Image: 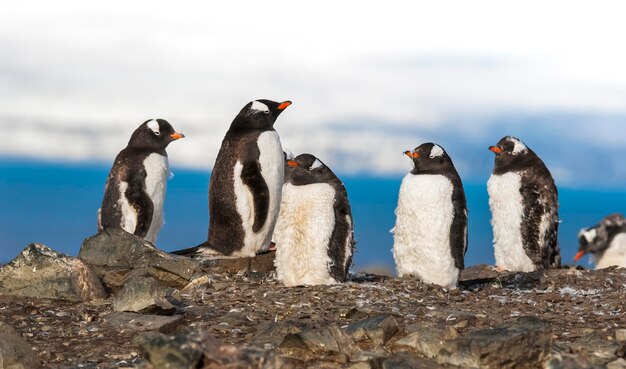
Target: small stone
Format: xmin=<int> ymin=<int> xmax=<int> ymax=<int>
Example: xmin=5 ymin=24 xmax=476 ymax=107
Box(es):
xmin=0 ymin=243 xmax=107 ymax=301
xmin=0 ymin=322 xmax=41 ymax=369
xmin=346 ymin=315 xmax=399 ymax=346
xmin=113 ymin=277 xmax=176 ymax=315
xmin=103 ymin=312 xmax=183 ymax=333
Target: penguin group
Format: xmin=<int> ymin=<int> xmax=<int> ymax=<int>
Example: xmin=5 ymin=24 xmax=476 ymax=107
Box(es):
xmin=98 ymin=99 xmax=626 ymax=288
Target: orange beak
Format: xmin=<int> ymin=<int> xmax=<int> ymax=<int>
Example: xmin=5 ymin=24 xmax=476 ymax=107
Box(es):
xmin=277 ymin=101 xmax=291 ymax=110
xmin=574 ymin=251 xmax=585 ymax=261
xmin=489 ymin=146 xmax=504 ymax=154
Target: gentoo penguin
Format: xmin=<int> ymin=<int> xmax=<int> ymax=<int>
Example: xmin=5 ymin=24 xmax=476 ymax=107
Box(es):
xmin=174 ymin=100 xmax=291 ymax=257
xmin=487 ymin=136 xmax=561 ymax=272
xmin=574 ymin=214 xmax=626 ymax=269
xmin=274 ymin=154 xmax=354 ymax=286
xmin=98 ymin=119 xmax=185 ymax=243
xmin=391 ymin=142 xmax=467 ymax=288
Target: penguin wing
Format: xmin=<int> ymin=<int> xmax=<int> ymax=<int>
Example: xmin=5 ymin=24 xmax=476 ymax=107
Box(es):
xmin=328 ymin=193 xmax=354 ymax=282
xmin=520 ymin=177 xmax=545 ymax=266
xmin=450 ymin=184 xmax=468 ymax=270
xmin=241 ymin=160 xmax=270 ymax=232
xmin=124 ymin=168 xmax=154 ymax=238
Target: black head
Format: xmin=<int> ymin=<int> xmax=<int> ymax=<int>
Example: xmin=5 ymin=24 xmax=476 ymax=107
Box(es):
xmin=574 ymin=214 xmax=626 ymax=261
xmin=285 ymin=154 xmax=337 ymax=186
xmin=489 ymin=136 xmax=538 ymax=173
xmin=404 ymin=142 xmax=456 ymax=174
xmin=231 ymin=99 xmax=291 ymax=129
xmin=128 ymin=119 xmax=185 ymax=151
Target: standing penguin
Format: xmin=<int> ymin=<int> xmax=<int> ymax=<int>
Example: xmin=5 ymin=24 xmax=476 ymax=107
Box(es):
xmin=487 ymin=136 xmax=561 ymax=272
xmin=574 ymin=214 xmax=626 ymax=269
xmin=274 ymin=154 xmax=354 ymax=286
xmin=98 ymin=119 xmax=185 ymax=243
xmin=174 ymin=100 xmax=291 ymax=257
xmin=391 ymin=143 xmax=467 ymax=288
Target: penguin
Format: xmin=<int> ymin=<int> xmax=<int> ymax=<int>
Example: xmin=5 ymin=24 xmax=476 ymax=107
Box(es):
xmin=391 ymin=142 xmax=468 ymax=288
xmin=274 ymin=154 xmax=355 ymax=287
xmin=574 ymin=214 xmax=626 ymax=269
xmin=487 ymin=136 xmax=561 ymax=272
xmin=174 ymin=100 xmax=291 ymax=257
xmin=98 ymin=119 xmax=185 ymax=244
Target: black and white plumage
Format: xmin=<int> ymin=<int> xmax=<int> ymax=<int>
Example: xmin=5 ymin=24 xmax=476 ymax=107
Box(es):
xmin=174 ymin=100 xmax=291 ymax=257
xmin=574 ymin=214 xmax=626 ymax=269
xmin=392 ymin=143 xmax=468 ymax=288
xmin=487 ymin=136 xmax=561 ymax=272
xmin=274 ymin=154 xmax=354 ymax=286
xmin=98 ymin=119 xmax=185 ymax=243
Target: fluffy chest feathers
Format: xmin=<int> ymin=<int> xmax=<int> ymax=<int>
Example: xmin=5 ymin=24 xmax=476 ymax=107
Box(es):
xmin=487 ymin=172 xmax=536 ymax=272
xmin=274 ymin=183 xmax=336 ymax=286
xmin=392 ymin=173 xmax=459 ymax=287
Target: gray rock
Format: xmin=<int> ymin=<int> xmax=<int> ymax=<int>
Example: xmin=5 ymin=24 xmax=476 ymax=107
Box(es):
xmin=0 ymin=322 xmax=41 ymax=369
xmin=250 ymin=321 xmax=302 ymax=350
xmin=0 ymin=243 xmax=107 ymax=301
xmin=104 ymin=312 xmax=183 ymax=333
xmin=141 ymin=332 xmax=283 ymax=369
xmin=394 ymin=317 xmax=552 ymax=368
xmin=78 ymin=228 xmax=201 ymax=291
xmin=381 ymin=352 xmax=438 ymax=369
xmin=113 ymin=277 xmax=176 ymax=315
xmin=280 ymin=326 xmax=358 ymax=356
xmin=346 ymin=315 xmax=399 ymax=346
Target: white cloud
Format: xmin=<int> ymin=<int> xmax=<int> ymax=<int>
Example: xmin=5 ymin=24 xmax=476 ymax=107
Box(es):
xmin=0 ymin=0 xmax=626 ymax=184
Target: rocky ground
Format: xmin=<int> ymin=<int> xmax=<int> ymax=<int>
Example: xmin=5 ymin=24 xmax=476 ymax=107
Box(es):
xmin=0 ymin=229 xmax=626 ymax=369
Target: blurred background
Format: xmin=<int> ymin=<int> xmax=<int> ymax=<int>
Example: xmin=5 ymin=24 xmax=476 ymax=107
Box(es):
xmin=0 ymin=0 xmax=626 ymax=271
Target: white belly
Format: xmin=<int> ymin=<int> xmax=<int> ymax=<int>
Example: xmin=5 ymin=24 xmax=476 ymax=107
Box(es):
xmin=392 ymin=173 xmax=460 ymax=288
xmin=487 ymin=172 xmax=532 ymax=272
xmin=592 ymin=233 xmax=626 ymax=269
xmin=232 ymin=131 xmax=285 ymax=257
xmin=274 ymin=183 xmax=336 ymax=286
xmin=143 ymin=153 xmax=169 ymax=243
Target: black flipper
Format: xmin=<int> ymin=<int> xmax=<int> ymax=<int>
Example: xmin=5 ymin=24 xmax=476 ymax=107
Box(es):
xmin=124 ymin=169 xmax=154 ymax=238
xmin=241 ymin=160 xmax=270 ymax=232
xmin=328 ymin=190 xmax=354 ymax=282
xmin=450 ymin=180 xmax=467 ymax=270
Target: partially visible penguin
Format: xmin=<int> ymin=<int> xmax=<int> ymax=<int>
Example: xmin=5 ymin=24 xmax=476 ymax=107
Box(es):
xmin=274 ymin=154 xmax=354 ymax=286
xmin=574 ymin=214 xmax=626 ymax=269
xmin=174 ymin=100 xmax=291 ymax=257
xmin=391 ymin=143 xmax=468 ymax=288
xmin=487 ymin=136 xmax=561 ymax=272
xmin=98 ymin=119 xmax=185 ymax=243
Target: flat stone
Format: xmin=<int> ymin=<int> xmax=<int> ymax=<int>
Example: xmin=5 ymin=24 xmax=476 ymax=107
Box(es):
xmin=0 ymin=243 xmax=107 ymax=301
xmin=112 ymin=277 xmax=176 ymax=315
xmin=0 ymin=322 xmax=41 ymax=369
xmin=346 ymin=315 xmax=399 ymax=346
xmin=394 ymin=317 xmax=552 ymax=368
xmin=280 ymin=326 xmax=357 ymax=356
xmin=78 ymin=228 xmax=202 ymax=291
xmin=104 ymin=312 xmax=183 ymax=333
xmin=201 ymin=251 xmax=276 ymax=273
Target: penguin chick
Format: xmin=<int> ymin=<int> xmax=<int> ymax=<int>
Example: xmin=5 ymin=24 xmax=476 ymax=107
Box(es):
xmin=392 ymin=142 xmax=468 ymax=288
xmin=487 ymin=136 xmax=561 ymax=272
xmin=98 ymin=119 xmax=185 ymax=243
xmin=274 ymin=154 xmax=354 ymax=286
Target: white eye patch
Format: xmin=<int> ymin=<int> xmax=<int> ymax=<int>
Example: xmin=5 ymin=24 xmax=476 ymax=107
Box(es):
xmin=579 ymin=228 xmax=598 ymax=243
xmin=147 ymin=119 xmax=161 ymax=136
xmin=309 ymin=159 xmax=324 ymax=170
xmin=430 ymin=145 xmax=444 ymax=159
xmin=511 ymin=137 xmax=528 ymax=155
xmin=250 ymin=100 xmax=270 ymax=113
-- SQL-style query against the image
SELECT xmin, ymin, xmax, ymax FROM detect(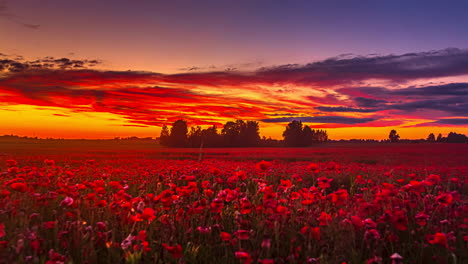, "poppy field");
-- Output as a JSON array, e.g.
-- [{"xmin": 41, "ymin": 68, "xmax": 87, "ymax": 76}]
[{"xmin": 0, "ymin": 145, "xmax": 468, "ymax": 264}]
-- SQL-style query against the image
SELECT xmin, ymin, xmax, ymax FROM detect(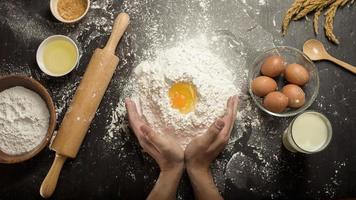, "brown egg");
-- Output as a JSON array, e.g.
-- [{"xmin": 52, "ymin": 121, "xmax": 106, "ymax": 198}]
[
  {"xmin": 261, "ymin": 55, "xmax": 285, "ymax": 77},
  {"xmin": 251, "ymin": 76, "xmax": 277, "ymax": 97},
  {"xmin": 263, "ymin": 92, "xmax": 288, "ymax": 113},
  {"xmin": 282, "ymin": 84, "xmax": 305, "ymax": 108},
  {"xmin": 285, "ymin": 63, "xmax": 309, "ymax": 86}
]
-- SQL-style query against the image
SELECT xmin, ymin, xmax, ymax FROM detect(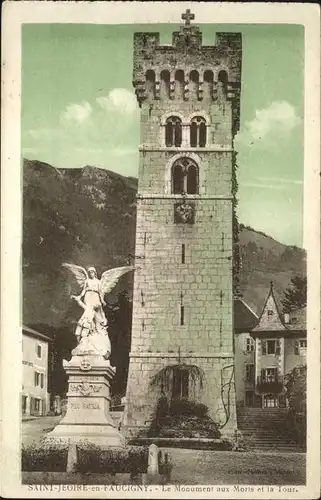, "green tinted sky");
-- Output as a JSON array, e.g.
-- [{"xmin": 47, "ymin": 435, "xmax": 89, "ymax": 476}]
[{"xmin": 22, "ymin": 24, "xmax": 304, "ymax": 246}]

* * *

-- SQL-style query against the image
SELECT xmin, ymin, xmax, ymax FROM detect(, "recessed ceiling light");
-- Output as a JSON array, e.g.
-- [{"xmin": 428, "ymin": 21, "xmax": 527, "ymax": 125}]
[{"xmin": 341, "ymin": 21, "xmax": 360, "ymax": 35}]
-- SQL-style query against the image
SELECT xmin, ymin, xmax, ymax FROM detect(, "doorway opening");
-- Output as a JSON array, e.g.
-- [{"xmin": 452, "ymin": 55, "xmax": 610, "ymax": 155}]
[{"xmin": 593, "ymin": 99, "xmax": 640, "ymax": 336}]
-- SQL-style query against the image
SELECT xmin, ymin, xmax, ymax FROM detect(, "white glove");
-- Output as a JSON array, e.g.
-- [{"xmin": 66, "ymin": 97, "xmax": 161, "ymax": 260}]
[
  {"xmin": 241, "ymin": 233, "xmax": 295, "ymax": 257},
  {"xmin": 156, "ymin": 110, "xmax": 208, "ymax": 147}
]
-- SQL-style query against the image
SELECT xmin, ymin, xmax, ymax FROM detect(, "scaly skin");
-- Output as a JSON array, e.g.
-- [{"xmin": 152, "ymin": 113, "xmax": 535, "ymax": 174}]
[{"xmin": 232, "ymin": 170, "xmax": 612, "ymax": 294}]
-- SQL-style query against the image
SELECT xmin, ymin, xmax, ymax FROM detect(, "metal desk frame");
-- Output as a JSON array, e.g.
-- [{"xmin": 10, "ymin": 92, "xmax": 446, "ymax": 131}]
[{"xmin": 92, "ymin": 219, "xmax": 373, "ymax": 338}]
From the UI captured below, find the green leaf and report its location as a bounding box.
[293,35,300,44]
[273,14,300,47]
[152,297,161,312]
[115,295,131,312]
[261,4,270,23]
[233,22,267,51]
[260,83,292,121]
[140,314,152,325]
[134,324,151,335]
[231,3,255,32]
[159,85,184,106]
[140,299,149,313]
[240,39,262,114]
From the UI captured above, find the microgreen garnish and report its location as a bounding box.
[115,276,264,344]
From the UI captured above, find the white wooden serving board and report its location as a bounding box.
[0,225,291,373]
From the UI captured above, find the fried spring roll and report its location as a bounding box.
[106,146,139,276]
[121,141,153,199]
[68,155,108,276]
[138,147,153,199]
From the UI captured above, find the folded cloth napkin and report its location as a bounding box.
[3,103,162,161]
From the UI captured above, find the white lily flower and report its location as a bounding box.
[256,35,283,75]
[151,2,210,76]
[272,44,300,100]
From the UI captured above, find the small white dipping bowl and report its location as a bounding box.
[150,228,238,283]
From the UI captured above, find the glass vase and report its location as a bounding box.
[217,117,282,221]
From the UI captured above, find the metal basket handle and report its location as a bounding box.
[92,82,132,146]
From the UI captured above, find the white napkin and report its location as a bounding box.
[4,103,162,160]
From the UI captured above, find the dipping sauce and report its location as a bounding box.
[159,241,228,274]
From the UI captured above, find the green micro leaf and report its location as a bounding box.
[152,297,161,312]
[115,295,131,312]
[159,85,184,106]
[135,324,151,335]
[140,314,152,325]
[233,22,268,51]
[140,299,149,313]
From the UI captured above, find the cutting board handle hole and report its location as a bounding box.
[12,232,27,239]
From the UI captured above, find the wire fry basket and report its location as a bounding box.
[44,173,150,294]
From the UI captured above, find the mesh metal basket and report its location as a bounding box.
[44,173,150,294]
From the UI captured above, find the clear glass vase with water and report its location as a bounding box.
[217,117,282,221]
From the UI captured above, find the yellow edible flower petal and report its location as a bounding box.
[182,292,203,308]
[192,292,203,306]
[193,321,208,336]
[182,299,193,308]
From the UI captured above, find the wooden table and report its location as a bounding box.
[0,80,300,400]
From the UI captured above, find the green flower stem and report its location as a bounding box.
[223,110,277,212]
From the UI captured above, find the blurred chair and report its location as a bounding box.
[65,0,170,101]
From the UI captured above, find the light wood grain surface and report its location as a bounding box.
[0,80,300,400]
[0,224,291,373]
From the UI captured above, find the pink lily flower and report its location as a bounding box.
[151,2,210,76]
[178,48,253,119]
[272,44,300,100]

■ Task: Please repeat verbatim the lines from the one containing "From the UI captured below, find" up to and including the one containing "[240,39,262,114]".

■ Finished exercise:
From the UI captured below, find the green leaf and report its location as a bounding box.
[293,35,300,44]
[273,14,300,47]
[152,297,161,312]
[115,295,131,312]
[261,4,270,23]
[233,22,267,51]
[260,83,292,121]
[140,314,152,325]
[134,324,151,335]
[231,3,255,32]
[159,85,184,106]
[140,299,149,313]
[240,39,262,114]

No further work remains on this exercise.